[Phrase grounding data]
———

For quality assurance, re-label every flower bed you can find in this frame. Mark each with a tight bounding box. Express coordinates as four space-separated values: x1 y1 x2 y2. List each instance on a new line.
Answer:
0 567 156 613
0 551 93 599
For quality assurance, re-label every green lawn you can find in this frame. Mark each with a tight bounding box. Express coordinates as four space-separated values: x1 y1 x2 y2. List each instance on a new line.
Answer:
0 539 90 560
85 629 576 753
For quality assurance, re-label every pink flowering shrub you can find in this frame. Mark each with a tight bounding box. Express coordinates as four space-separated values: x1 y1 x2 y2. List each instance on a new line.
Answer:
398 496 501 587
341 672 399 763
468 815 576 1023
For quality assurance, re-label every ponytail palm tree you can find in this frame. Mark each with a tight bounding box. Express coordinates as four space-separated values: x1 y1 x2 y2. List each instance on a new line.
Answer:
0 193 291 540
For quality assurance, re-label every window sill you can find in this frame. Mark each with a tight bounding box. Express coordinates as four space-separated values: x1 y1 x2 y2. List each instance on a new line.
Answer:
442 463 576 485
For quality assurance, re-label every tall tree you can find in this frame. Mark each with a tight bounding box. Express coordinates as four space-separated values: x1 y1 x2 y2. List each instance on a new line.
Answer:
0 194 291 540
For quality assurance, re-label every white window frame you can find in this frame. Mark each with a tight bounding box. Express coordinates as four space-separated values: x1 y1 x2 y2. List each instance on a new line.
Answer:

———

Action item.
The records above need to be written out again. Keep them exact.

Answer to this task.
For quality assurance, re-label every flower bed you can find in this frame. Mark each with a tight bounding box. Express coordinates as four space-separated values: x1 y1 x2 y2. List each instance on a new line.
Answer:
0 567 156 613
0 551 93 599
For quality assurance, re-label every green lawn you can find in this frame. Mark each with a tight bounding box. Express coordinates as four space-separated values: x1 y1 x2 y2. List each instance on a new line.
Answer:
0 539 90 560
85 629 576 753
For quality assurance, re-label every pink flowering shrub you can find in this frame. Mark each with a tight bounding box. Express coordinates as four space-separated values: x1 y1 x2 y2. List each instance on a new line.
Answer:
398 496 501 587
341 672 399 763
468 815 576 1023
For quality assurance, re-label every ponytail palm tree you can find in this frame. Mark each with a tight bounding box. Express coordinates as four space-separated values: x1 y1 x2 y2. List each instance on a new line.
Answer:
0 193 291 540
For quality assurance, re-label every window sill you can find in this frame. Mark each with a tight bounding box. Express coordinates as four space-separated values: x1 y1 x2 y2. List each instance on a new line.
Answer:
442 463 576 485
For quality assurance, re-label every tall tree you can find in this frame. Mark each with a tight bounding box. Express coordinates as four space-separated values: x1 y1 x2 y2. List each instance on a new line.
Answer:
0 194 291 540
For quality assurance, re-label every white window frame you can find in this frame. Mark each with a tight bounding box. Express coordinates as four space-separated values: x1 y1 x2 y2. List each instance on a new line.
Answer:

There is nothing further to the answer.